Myocardial Stunning and Preconditioning: Age, Species, and Model Related Differences: Role of AMP-5‘-Nucleotidase in Myocardial Injury and Protection

Abstract

Mechanisms of myocardial stunning include myocardial adenosine triphosphate (ATP) depletion, catecholamine release, and oxygen free radical formation. Although the latter is the most widely supported mechanism, levels of 5'-nucleotidase (directs AMP dephosphorylation) are inversely related to functional recovery following ischemia and may also have a role in ischemic injury. Previous studies reveal that 5'-nucleotidase levels increase with age and also vary with species. An inhibitor of this enzyme (alpha, beta methylene adenosine 5'-diphosphate) was effective in maintaining AMP levels in vitro but was ineffective in dogs due to limited permeability. Observed species-specific differences in recovery from myocardial stunning may be related to differences in AMP accumulation and subsequent metabolism. Species showing improved recovery from stunning may accumulate AMP as a result of feedback inhibition of 5'-nucleotidase. Using a model of extreme experimentally-induced ischemia, we found that adenosine treatment allowed full recovery of ventricular function within 30 minutes, probably by entrapping ATP catabolites. Similarly, enhancement of adenosine production by N-diarylalkylpeprazine derivatives has also been shown to be cardioprotective in the setting of global normothermic ischemia. Novel strategies for pharmacological intervention in the ATP catabolic pathway should use animal models involving species that are tolerant to myocardial stunning.

──────────

● **Work required**
According to the abstract on myocardial stunning, why was the 5'-nucleotidase inhibitor ineffective in dogs? The lines that follow are separate material with no connection to the abstract.

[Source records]
──────────

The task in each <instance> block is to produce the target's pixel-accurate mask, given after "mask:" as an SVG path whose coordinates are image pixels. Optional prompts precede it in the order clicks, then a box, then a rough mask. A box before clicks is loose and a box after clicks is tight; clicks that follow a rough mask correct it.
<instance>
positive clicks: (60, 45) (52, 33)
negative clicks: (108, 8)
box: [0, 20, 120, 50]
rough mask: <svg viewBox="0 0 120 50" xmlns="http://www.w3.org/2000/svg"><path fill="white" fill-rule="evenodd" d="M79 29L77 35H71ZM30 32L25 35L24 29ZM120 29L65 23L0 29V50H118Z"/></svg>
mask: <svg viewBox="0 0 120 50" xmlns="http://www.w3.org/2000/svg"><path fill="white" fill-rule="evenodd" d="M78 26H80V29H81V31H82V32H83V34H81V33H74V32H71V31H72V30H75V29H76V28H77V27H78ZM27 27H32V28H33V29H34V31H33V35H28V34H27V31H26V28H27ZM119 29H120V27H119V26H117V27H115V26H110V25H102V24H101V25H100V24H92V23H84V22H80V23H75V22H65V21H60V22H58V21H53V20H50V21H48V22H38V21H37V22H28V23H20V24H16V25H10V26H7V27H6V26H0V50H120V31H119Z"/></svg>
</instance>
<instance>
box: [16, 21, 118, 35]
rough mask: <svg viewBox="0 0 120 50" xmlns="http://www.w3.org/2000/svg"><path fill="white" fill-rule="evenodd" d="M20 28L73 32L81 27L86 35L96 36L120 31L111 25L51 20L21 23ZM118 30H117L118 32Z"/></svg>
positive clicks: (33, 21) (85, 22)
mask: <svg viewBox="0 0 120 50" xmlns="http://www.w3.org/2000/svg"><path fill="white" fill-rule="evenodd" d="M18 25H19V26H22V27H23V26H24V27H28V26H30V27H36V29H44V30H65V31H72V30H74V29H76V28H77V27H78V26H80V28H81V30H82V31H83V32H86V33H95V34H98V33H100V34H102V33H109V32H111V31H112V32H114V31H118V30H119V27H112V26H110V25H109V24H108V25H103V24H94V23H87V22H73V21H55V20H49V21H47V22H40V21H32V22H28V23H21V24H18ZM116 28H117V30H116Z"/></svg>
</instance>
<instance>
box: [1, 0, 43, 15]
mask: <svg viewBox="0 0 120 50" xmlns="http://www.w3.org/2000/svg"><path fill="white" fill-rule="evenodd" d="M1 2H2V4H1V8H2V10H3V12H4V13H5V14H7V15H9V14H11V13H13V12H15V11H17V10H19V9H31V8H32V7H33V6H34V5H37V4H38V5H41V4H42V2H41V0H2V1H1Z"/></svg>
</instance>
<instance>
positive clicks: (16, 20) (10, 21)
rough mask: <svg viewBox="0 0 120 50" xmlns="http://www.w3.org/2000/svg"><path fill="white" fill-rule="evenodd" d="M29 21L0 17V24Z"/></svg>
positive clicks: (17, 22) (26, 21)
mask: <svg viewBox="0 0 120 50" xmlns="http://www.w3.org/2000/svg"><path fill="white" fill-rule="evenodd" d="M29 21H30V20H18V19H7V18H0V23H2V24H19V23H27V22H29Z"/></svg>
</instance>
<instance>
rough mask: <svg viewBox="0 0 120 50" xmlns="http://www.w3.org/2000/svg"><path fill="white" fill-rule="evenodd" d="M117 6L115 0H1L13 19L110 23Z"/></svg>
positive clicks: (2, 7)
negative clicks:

──────────

● **Result of the task**
Its permeability was limited.